INSTRUCTIONS TO FOLLOW: Output the lines below as a numbered list, from the line containing "Greenhouse-scouting task: tag the stone arch" up to and including the line containing "point(68, 743)", and leave out any blank lines.

DATA TO PROCESS:

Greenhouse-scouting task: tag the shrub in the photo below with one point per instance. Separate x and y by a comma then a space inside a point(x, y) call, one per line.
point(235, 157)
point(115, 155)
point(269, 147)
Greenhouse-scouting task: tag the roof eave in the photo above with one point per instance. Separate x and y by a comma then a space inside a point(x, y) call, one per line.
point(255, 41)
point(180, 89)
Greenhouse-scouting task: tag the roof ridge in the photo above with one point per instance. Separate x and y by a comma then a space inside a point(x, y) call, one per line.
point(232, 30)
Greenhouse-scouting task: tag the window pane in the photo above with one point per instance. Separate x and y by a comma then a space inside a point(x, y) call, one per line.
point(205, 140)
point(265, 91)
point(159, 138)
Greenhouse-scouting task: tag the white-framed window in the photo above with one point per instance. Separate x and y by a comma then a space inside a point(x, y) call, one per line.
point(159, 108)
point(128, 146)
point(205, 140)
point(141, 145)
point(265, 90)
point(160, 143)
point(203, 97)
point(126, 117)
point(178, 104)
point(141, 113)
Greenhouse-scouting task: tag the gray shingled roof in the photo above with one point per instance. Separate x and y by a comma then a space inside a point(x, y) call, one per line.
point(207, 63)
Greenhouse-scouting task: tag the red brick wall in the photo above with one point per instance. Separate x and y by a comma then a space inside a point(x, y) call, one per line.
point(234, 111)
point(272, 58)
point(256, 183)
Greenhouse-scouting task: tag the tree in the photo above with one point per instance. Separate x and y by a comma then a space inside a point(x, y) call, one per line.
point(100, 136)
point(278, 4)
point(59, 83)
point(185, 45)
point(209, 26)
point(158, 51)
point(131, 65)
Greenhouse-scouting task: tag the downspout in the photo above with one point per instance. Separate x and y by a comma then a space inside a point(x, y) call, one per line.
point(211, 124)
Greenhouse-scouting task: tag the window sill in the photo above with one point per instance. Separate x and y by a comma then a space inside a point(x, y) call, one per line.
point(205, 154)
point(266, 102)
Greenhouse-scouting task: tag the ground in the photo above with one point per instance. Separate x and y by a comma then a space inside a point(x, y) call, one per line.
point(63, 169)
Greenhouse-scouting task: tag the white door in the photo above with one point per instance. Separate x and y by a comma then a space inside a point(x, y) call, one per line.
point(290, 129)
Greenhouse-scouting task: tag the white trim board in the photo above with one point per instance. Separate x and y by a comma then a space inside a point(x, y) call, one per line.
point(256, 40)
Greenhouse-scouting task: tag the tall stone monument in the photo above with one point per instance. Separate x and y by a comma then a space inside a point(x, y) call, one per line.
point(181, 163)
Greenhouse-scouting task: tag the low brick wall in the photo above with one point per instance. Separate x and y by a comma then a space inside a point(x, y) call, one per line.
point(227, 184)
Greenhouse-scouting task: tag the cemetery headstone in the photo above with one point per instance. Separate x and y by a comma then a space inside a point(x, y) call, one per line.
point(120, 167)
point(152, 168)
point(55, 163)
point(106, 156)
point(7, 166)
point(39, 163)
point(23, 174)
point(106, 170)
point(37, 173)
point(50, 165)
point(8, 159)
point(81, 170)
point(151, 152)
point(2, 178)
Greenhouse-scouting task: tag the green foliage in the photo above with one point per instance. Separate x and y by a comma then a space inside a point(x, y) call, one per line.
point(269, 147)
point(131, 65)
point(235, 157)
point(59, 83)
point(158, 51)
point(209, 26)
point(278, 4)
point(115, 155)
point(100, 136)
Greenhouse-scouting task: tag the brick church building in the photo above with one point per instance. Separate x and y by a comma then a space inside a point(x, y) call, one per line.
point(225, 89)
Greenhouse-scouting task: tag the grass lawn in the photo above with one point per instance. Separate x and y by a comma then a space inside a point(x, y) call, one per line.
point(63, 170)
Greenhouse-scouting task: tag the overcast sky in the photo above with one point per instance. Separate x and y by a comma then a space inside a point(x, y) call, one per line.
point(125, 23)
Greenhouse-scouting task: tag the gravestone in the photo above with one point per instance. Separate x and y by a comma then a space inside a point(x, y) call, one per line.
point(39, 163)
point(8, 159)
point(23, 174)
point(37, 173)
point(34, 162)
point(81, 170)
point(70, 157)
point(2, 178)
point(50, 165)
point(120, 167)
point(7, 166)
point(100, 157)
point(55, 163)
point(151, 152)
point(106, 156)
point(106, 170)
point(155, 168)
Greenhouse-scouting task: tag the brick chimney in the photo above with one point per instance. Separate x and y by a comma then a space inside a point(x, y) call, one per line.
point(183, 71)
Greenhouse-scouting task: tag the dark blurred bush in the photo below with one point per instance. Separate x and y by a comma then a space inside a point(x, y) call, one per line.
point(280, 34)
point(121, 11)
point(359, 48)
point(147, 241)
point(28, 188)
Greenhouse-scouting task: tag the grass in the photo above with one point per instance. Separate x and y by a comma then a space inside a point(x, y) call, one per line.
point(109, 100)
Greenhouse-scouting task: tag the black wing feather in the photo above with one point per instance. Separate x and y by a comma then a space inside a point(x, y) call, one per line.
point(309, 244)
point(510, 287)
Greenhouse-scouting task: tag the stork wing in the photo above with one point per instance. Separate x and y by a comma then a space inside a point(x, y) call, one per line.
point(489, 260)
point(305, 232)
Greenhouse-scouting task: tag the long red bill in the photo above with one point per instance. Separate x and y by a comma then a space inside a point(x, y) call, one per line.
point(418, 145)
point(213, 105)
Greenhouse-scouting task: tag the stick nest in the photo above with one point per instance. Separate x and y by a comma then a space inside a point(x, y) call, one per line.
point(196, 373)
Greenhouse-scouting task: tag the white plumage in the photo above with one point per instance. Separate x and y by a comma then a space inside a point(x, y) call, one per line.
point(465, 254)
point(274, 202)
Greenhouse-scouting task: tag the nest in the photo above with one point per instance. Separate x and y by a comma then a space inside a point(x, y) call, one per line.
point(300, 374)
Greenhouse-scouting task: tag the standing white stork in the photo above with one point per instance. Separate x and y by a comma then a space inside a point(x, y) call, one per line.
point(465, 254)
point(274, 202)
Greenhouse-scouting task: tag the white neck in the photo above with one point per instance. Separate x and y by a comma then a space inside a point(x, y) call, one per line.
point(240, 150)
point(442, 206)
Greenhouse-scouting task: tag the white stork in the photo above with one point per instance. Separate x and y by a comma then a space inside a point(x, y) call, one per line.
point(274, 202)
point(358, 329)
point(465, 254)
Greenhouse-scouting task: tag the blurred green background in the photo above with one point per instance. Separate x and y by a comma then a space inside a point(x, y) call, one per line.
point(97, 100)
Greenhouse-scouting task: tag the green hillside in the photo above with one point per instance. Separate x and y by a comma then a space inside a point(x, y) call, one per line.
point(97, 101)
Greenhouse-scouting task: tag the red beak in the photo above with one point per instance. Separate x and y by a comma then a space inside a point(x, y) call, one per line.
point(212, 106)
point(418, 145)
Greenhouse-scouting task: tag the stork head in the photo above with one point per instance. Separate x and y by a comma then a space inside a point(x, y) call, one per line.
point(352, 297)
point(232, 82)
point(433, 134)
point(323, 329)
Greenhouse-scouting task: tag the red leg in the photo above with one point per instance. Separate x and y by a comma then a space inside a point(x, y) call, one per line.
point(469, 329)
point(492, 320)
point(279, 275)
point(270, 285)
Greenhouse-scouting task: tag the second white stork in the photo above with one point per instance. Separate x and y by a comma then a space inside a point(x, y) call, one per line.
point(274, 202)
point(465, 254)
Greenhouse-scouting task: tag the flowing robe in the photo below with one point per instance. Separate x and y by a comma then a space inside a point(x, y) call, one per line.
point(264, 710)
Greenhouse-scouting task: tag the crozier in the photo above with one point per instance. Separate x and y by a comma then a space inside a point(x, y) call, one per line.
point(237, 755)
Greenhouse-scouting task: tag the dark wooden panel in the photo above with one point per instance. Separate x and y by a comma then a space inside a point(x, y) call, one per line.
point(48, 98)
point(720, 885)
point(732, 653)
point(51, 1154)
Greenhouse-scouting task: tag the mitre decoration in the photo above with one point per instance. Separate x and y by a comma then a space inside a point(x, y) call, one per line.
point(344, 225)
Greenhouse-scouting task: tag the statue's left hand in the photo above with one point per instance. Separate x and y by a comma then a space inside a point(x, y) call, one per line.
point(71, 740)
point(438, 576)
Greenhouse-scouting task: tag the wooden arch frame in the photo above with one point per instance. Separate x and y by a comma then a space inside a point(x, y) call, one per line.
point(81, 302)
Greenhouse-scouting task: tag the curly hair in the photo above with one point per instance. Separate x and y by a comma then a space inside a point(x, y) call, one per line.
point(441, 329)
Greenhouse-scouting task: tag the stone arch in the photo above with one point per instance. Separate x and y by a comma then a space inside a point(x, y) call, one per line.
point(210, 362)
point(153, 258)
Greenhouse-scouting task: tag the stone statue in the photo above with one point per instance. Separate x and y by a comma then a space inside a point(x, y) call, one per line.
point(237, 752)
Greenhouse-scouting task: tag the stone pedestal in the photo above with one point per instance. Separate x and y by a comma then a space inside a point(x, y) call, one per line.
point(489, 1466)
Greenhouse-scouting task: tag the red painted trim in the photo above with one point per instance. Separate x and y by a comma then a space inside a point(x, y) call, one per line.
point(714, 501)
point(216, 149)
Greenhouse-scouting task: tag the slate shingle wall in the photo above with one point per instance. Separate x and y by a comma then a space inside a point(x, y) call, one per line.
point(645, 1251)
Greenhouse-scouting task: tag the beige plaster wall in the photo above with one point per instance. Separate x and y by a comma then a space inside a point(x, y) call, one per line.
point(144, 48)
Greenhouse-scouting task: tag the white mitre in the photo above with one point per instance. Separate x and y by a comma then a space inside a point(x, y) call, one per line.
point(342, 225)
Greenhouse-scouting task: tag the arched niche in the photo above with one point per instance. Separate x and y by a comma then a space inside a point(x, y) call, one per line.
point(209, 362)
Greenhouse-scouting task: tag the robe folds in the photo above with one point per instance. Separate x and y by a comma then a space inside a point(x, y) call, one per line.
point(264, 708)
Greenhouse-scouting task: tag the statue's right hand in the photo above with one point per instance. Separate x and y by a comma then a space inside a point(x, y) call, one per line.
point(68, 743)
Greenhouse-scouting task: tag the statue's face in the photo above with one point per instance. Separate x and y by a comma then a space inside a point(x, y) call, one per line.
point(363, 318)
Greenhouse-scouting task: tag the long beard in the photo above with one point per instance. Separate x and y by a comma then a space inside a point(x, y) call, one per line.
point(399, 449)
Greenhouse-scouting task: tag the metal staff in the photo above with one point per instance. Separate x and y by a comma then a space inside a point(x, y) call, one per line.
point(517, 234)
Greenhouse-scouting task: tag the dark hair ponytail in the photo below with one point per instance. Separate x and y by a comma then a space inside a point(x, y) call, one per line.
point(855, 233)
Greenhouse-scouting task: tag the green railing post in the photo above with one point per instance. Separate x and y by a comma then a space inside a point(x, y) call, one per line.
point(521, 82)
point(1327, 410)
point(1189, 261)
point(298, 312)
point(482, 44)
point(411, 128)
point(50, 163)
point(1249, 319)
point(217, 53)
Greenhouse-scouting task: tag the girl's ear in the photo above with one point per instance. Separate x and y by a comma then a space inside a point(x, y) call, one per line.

THE OUTPUT:
1. Greenhouse-scouting task: tag the stone arch in the photo above with one point per instance. Separate x and y by a comma then a space inside a point(x, y) call, one per line.
2. point(210, 362)
3. point(153, 258)
4. Greenhouse-scouting task: tag the stone statue in the photo above with one point per instance. Separate x and y by a comma then a space inside a point(x, y) call, one per line.
5. point(237, 752)
6. Greenhouse-scouting task: tag the stone pedestal in the photo above with one point per instance. Separate x and y by a comma then a space inside a point(x, y) call, one per line.
7. point(489, 1466)
8. Greenhouse-scouting task: tag the red painted trim in the photo above with one point per instance. Separate x and y by a comma then a space inside a point(x, y) call, one per line.
9. point(714, 501)
10. point(216, 149)
11. Greenhouse-scouting task: tag the slate shingle wall in the photo above with one point per instance. Separate x and y by a comma then a space inside a point(x, y) call, one per line.
12. point(645, 1251)
13. Greenhouse-scouting task: tag the beige plaster wall in the photo above with one point per instance. Separate x and y by a comma then a space inside a point(x, y) call, one per line.
14. point(144, 48)
15. Greenhouse-scouting task: tag the white mitre in the photo above with one point per instance. Separate x and y by a comma then a space inside a point(x, y) call, one per line.
16. point(342, 225)
17. Greenhouse-scouting task: tag the arched niche in the photo above with one point per instance. Separate x and y by a comma then a space inside a point(x, y) call, one per line.
18. point(209, 362)
19. Greenhouse-scouting task: tag the robe folds in the photo above with one point per instance. Separate x and y by a comma then a space inside a point(x, y) call, one per line.
20. point(264, 708)
21. Greenhouse-scouting task: tag the statue's right hand in the photo above with one point per instance. Separate x and y by a comma then a space inside a point(x, y) call, one per line.
22. point(68, 743)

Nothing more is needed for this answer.